= THE PROBLEM =
Could you render every line of the records below as a Markdown table with the columns "No." and "Text", numbering the rows, skipping blank lines, and omitting the pictures?
-- Start EXCERPTED RECORDS --
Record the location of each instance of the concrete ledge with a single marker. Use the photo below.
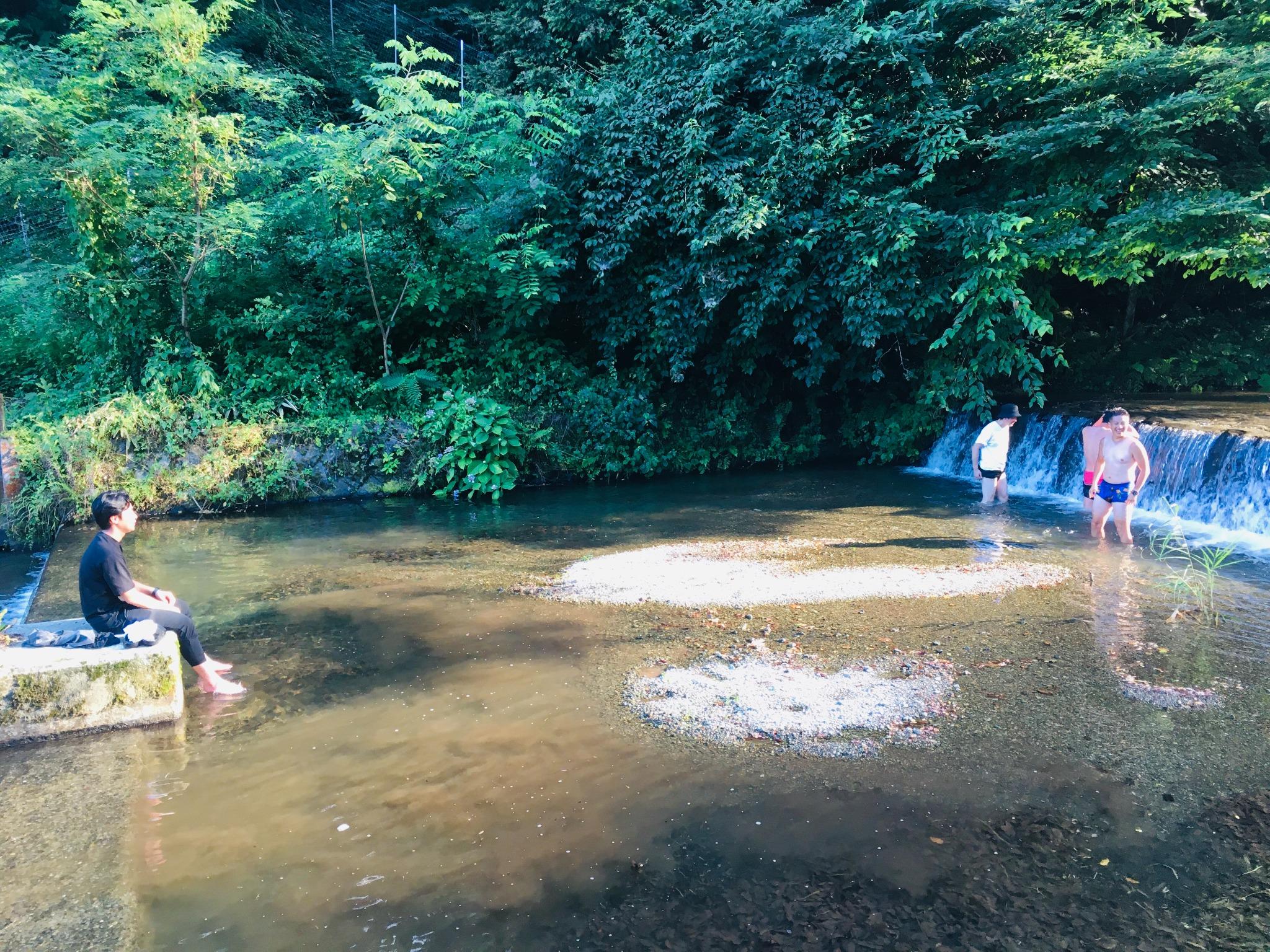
(50, 692)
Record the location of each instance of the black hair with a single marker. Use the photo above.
(113, 501)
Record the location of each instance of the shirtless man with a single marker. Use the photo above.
(1121, 471)
(1091, 438)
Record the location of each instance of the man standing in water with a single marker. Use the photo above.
(1091, 438)
(112, 601)
(1121, 471)
(988, 455)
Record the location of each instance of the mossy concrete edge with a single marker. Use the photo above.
(48, 692)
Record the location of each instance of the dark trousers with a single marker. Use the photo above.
(179, 620)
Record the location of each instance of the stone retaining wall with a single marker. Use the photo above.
(50, 692)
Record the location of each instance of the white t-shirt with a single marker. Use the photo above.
(995, 441)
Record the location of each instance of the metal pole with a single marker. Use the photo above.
(25, 240)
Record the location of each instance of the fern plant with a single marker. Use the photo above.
(1193, 570)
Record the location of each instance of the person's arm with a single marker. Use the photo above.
(143, 597)
(1140, 457)
(168, 598)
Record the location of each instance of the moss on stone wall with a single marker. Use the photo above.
(42, 696)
-- End EXCERPTED RECORDS --
= SOLUTION TO THE EXERCISE =
| No. | Text |
|---|---|
| 1 | Record the location of each instance of the concrete ledge with a single marker. Use the photo below. |
| 2 | (50, 692) |
| 3 | Record the location of each instance of the black hair with a single marker. Use the photo above. |
| 4 | (113, 501) |
| 5 | Record the location of each instance of the shirtless man with a single marker. Use the photo above. |
| 6 | (1121, 471) |
| 7 | (1091, 438) |
| 8 | Record the location of each instance of the man standing in water with a single marker. Use the photo above. |
| 9 | (1091, 438) |
| 10 | (112, 601) |
| 11 | (1121, 471) |
| 12 | (988, 455) |
| 13 | Record the location of each instance of the mossy concrete edge with a single marker. Use the photo above. |
| 14 | (48, 692) |
| 15 | Record the location of each instance of the dark trousers with a single marker. Use the photo above. |
| 16 | (179, 620) |
| 17 | Record the location of each instance of the stone retaining wall with a single marker. Use the photo above. |
| 18 | (50, 692) |
| 19 | Record the location of each instance of the white t-shirt with a single marker. Use the photo above. |
| 20 | (995, 441) |
| 21 | Record the location of each instance of the metal pole with a single marker. Use the photo above. |
| 22 | (25, 240) |
| 23 | Record the location of each instance of the fern plant with a single marker. Use the photo above. |
| 24 | (1193, 570) |
| 25 | Record the location of each instance of the person's arm with a single marker. Use the photo above. |
| 26 | (143, 597) |
| 27 | (1140, 457) |
| 28 | (168, 598) |
| 29 | Record the location of each instance of the moss on stone wall with a single marker. Use the photo above. |
| 30 | (42, 696) |